======== GIVEN RECORDS ========
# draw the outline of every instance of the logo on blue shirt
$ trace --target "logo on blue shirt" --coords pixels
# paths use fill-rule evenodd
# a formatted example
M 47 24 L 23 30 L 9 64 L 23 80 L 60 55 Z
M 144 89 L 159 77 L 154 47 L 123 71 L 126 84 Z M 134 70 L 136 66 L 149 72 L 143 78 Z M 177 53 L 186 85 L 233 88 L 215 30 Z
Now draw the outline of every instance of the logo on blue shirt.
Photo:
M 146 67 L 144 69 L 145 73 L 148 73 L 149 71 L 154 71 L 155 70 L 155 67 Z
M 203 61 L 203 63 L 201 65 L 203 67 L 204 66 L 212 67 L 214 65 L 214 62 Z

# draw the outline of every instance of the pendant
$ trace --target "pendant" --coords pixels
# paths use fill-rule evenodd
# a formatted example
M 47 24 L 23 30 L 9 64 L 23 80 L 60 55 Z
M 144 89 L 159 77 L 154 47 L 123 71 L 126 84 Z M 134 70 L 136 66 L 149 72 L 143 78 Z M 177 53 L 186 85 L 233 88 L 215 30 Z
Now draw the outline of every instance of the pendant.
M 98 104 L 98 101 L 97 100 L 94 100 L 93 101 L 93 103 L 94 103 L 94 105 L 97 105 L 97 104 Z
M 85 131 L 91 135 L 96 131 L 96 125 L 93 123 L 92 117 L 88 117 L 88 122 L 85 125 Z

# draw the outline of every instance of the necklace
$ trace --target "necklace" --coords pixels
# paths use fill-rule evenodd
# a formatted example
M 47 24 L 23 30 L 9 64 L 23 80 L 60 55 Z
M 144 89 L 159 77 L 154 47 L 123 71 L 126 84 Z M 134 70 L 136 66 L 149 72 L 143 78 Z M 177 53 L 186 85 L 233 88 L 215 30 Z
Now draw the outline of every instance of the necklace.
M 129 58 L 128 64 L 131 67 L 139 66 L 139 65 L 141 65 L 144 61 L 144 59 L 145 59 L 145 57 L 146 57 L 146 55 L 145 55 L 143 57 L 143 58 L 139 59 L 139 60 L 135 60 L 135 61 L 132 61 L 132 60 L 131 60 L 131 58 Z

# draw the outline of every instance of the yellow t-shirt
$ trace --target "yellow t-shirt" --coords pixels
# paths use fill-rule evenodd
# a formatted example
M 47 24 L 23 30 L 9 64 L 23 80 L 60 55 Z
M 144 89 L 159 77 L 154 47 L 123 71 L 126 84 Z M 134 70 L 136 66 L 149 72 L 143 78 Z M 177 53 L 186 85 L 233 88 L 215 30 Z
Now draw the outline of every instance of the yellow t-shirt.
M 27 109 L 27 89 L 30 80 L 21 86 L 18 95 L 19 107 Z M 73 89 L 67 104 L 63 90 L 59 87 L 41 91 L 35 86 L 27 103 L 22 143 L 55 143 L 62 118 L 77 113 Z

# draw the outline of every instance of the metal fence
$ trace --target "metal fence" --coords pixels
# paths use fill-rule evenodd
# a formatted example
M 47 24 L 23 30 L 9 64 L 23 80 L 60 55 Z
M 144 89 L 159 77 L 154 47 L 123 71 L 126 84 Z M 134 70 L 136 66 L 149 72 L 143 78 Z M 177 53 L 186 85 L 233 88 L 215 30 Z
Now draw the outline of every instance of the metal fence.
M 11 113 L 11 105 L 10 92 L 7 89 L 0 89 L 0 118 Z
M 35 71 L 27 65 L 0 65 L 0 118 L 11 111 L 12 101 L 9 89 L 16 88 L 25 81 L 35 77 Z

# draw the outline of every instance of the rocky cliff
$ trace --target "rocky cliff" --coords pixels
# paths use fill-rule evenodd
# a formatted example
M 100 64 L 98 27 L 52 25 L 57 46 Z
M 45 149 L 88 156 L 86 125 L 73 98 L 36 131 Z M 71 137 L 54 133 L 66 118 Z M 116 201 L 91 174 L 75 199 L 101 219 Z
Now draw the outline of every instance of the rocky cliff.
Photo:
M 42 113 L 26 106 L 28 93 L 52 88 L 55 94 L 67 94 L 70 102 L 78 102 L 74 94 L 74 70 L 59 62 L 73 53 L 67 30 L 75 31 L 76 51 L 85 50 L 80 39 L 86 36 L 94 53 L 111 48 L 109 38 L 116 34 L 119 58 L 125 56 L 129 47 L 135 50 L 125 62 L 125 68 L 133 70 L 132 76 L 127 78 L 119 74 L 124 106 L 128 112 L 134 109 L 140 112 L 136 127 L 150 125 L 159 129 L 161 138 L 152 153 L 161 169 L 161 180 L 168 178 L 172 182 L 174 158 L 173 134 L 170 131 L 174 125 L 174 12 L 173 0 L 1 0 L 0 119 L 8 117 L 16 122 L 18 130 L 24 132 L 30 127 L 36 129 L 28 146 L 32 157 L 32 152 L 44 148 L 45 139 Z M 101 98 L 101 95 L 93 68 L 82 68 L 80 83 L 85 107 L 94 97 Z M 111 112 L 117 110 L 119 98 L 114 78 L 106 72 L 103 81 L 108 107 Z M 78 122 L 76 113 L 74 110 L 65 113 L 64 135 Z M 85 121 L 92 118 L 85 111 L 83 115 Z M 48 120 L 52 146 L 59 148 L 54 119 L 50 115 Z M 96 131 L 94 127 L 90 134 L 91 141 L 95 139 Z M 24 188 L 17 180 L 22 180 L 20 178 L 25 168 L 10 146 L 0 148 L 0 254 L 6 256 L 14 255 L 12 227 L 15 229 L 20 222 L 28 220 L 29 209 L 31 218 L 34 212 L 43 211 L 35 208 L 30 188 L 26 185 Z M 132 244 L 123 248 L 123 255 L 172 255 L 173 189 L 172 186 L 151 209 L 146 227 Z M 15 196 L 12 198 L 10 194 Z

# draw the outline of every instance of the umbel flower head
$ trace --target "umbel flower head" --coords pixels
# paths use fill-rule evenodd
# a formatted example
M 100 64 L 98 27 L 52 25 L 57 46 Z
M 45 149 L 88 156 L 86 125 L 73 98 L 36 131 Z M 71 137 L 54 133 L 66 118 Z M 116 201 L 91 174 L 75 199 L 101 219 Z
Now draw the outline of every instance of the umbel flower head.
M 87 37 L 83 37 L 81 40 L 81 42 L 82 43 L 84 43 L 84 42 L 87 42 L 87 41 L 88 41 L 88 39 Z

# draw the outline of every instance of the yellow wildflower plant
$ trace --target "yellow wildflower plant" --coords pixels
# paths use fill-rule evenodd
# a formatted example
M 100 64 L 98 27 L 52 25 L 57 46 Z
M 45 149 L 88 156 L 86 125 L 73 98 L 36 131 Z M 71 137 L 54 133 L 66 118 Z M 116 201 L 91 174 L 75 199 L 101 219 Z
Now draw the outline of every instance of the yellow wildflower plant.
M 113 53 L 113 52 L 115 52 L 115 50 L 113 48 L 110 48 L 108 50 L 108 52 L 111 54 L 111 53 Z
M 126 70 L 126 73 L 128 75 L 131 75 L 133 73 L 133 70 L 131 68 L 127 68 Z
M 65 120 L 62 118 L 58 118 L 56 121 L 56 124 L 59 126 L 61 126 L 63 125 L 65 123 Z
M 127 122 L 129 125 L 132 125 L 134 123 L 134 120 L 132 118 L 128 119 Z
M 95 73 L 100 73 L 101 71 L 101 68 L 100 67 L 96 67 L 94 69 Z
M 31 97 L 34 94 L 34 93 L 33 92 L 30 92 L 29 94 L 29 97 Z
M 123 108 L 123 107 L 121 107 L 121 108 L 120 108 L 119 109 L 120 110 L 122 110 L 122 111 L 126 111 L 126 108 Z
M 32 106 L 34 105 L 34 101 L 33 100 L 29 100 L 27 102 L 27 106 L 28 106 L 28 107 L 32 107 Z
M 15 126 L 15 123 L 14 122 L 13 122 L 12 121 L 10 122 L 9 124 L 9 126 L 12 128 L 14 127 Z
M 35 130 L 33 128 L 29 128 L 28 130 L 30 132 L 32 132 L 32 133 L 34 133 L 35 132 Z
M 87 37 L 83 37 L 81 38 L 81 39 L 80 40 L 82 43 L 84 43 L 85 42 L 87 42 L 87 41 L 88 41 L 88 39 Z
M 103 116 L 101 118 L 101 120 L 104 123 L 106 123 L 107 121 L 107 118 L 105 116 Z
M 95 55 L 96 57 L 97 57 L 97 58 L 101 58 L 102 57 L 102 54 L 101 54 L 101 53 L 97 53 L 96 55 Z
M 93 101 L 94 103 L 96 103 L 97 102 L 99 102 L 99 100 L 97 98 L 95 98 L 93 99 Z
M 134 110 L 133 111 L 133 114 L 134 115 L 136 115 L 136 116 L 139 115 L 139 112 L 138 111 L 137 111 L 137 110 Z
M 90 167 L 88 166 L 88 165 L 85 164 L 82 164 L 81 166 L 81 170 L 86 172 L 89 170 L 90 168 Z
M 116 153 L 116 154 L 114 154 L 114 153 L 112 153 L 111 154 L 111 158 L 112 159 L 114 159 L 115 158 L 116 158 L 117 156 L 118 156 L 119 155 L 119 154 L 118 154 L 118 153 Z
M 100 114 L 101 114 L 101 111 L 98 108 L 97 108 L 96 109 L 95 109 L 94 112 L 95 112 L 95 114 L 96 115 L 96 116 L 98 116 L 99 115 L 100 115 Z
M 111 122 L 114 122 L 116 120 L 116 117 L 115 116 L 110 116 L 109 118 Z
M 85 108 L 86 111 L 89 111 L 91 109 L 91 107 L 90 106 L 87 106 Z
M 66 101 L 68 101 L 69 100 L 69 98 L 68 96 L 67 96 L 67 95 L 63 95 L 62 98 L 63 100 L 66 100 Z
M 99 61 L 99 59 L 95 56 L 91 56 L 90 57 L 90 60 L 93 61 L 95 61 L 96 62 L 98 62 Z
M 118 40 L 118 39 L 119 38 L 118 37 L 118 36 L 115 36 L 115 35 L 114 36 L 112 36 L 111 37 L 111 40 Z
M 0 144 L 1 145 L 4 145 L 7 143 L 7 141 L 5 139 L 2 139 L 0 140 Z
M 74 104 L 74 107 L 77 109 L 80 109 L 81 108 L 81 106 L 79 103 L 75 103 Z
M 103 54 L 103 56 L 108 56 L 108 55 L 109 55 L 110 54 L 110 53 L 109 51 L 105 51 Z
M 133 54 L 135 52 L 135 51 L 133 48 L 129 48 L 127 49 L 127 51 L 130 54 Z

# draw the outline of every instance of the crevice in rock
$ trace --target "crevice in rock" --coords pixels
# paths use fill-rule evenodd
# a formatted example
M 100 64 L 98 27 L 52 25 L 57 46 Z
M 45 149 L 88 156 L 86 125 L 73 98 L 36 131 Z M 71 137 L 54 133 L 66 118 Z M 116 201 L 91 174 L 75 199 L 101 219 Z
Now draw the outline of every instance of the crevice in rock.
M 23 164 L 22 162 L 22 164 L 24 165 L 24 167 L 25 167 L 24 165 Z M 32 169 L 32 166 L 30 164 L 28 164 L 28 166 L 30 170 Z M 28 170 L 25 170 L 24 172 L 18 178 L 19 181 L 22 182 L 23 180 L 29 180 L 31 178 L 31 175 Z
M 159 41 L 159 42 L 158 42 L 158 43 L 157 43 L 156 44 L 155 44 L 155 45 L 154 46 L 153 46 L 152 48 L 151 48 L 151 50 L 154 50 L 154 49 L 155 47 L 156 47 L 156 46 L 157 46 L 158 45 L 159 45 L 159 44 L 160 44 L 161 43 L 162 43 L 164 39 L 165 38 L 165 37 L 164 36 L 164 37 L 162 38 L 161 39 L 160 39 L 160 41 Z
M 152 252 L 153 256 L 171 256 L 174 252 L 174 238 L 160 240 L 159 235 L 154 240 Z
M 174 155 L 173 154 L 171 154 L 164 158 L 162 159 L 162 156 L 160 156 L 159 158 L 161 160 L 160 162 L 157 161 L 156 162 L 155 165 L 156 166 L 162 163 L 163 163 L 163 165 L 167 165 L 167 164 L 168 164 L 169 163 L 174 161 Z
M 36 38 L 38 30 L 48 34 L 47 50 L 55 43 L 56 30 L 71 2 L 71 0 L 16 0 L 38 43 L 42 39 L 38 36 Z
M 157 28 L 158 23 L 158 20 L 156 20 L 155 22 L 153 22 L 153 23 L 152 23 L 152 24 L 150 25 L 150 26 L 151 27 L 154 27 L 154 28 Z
========
● WHAT YOU SHOULD DO:
Beginning with the line that contains "# draw the outline of every instance of the crevice", repeat every line through the end of the records and nothing more.

● RESPONSE TO THE EXERCISE:
# draw the outline of every instance of the crevice in rock
$ trace --target "crevice in rock" --coords pixels
# paths use fill-rule evenodd
# a formatted example
M 100 64 L 98 27 L 52 25 L 57 46 Z
M 45 149 L 88 156 L 86 125 L 73 98 L 36 131 Z M 71 137 L 54 133 L 66 118 Z M 116 201 L 91 174 L 75 199 L 101 219 Z
Now draw the outline of every instance of the crevice in rock.
M 23 164 L 22 162 L 22 164 L 24 165 L 24 167 L 25 167 L 24 165 Z M 32 169 L 32 166 L 30 164 L 28 164 L 28 166 L 30 170 Z M 28 170 L 25 170 L 24 172 L 18 178 L 19 181 L 22 182 L 23 180 L 29 180 L 31 178 L 31 175 Z
M 159 41 L 159 42 L 158 42 L 158 43 L 157 43 L 156 44 L 155 44 L 155 45 L 154 46 L 153 46 L 152 48 L 151 48 L 151 50 L 154 50 L 154 49 L 155 47 L 156 47 L 156 46 L 157 46 L 158 45 L 159 45 L 159 44 L 160 44 L 161 43 L 162 43 L 164 39 L 165 38 L 165 37 L 164 36 L 164 37 L 162 38 L 161 39 L 160 39 L 160 41 Z
M 152 252 L 153 256 L 171 256 L 174 252 L 174 238 L 160 240 L 159 235 L 154 240 Z
M 174 155 L 173 154 L 171 154 L 164 158 L 162 159 L 162 156 L 160 156 L 159 158 L 161 160 L 160 162 L 157 161 L 156 162 L 155 165 L 156 166 L 162 163 L 163 163 L 163 165 L 167 165 L 167 164 L 168 164 L 169 163 L 174 161 Z
M 36 38 L 38 30 L 48 34 L 47 50 L 55 43 L 56 30 L 71 2 L 71 0 L 16 0 L 38 43 L 42 39 L 38 36 Z
M 157 28 L 158 23 L 158 20 L 156 20 L 155 22 L 153 22 L 153 23 L 152 23 L 152 24 L 150 25 L 150 26 L 151 27 L 154 27 L 154 28 Z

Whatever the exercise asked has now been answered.